### Your task
The listing below has to be output exactly as given, less its pictures.

### Task inputs

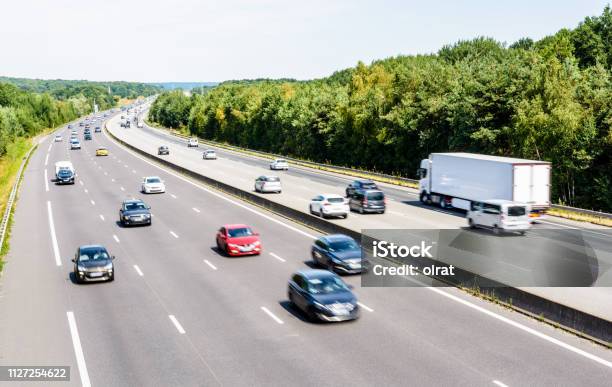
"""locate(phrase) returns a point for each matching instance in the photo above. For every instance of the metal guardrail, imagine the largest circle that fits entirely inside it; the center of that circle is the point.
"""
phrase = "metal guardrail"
(11, 200)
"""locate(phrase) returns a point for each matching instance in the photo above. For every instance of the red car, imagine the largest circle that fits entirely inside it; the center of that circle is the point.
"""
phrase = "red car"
(238, 239)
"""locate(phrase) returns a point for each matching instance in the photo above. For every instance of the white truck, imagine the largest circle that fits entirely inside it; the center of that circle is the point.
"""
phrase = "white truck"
(64, 172)
(459, 179)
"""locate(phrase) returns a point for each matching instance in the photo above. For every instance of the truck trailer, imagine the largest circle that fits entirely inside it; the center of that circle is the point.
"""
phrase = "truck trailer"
(456, 180)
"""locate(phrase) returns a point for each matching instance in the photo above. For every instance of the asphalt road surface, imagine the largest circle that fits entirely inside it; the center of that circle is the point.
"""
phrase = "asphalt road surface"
(181, 314)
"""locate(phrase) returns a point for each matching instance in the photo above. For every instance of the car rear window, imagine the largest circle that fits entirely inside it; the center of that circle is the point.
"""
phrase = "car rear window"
(516, 211)
(376, 196)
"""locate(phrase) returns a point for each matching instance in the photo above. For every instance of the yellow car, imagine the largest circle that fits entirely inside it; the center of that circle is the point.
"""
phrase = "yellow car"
(101, 151)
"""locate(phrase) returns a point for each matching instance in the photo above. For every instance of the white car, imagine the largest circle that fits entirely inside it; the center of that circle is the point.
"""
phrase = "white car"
(326, 205)
(268, 184)
(209, 154)
(499, 215)
(279, 164)
(153, 184)
(75, 144)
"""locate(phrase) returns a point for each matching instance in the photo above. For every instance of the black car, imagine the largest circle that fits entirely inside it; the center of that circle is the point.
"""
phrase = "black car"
(163, 150)
(134, 211)
(360, 184)
(368, 201)
(93, 263)
(337, 252)
(322, 295)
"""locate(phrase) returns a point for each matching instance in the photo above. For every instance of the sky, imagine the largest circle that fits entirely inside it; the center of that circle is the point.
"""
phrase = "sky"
(202, 40)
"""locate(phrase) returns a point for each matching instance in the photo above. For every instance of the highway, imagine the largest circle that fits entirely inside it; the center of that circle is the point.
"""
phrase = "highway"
(181, 314)
(404, 208)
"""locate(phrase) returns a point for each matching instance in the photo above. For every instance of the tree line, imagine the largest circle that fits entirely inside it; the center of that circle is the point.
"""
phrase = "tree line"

######

### Answer area
"""locate(phrase) returns a point for each matching instance in the photo above. For every instance of the metal guardrail, imagine the largest circle that fits entirely inside it; the center of that circle is the point.
"""
phrase = "metal guardrail"
(11, 200)
"""locate(phrase) returns a point for each matching instance in the photo above. For every instance of the red car, imagine the largest circle that fits entirely inside it; the center of that circle is the point.
"""
phrase = "red car"
(238, 239)
"""locate(phrase) returns a point for each matching instance in the photo above. For every instance of the white truck, imagine the largest circle that fits entirely inside it; the center of that circle is the point.
"""
phrase = "white truck"
(64, 172)
(459, 179)
"""locate(phrase) returns a point for each matching instance in the photo above. For every instance of the truck trailer, imagine the largest circle that fits entirely inside it; the center of that circle is the point.
"""
phrase = "truck trailer"
(456, 180)
"""locate(phrase) returns a point for each matching instance in the photo above. For every instance of the asphalt road surface, imagine the largest circle that fits entirely inside it; the center of that circle is the point.
"""
phrase = "asphalt road surface"
(181, 314)
"""locate(phrase) returns a point for each matching instance in the photo above. For every instance of the car rear window, imagine the largest circle that fits entirely inside it; the center of that circle is the point.
"""
phrase = "car rear window"
(516, 211)
(376, 196)
"""locate(phrase) returns a point for each matching instance in the photo above. For every instance of the yellow car, imagine the largest circle that fits entirely inside it; the center of that circle is the point.
"""
phrase = "yellow car"
(101, 151)
"""locate(phrase) returns a point for each matching instance in the photo above. For every instance of the white car, imagine the largest circle that fits entirely inside it; the center of that circle is the point.
"""
phrase = "white car"
(326, 205)
(268, 184)
(209, 154)
(499, 215)
(279, 164)
(153, 184)
(75, 144)
"""locate(phrase) returns a point for each matching instance in the photo above. For every instance of the black car, imagine the largest circle that fits entirely inside it; the center of that circle is the point.
"""
phrase = "black car"
(163, 150)
(134, 211)
(360, 184)
(368, 201)
(93, 263)
(337, 252)
(322, 295)
"""locate(phrase) returns a point for each matching instance in the photo above. For every instance of the sky, imagine the largest circle that fits entirely inside it; the center of that circle is the point.
"""
phrase = "sky"
(202, 40)
"""locate(phrase) returns a point for each matching instance in the photo above. For every instance of the highway, imagine the largest circle that fits entirely inside it; the center of that circle is the point.
"""
phrase = "highway"
(181, 314)
(404, 208)
"""locate(phrase) returns a point for each matching instance in the photo above. For every instance of the tree line, imagine the largest circle that fits entirely inside it; the center of that circle is the point.
"""
phrase = "tree line"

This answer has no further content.